[Point-per-instance localization data]
════
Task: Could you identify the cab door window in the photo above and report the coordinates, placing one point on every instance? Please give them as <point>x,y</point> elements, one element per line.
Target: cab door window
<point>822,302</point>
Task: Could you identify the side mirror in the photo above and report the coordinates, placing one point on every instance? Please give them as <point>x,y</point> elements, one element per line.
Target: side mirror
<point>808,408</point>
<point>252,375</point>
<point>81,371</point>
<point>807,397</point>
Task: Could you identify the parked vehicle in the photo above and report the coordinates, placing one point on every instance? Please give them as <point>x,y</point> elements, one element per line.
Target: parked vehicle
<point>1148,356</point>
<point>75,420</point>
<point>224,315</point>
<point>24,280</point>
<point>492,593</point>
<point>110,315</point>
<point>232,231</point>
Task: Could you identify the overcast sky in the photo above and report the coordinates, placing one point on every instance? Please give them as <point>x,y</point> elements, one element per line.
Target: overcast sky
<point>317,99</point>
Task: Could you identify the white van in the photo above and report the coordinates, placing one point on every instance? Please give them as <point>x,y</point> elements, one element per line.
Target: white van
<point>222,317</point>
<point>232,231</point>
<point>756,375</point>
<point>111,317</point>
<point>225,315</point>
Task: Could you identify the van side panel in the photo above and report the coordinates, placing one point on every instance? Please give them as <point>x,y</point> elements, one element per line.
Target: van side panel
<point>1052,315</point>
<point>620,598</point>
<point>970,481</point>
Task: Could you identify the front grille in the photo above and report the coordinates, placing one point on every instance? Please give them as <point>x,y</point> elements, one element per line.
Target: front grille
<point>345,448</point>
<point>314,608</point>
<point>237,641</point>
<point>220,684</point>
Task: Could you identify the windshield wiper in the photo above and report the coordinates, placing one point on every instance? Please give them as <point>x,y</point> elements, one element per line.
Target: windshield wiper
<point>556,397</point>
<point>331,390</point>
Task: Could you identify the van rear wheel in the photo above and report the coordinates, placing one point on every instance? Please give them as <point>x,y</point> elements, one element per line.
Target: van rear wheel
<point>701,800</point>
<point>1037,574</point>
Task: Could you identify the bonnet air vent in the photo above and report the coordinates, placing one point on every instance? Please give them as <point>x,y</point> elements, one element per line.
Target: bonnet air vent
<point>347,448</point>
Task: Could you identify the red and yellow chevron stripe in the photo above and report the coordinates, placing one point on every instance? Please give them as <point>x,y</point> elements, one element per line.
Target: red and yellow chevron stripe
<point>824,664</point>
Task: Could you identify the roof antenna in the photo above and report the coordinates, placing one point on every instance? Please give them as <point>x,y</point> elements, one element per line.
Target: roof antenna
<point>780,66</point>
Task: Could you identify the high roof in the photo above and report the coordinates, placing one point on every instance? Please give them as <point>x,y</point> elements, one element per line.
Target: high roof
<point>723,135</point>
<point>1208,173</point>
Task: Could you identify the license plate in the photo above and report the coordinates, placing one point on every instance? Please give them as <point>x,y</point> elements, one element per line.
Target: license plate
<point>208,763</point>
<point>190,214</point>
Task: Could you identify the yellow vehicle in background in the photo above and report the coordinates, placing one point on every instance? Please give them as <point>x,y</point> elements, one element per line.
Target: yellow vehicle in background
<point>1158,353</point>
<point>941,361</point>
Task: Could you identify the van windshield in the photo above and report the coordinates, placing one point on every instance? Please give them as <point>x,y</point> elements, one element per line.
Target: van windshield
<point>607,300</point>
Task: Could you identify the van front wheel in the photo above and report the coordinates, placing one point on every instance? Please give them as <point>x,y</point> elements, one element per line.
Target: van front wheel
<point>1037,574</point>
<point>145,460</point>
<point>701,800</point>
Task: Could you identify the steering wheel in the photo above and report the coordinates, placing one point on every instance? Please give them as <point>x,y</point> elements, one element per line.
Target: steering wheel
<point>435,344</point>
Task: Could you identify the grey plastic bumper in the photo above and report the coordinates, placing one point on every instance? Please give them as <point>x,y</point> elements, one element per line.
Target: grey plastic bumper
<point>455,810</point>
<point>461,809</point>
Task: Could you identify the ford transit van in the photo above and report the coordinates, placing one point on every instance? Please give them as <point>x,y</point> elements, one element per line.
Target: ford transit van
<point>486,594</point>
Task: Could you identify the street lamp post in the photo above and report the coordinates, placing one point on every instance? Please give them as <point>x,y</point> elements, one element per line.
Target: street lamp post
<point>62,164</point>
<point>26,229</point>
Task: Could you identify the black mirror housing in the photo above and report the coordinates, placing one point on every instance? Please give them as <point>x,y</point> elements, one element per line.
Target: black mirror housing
════
## TASK PROMPT:
Bring together every line in the entries that holds the string "housing".

## RESULT FOR THIS EXERCISE:
Task: Could you identify the black mirror housing in the photo above and report the coordinates, placing one point on every instance? Please give them as <point>x,y</point> elements, one element per line.
Target: black mirror housing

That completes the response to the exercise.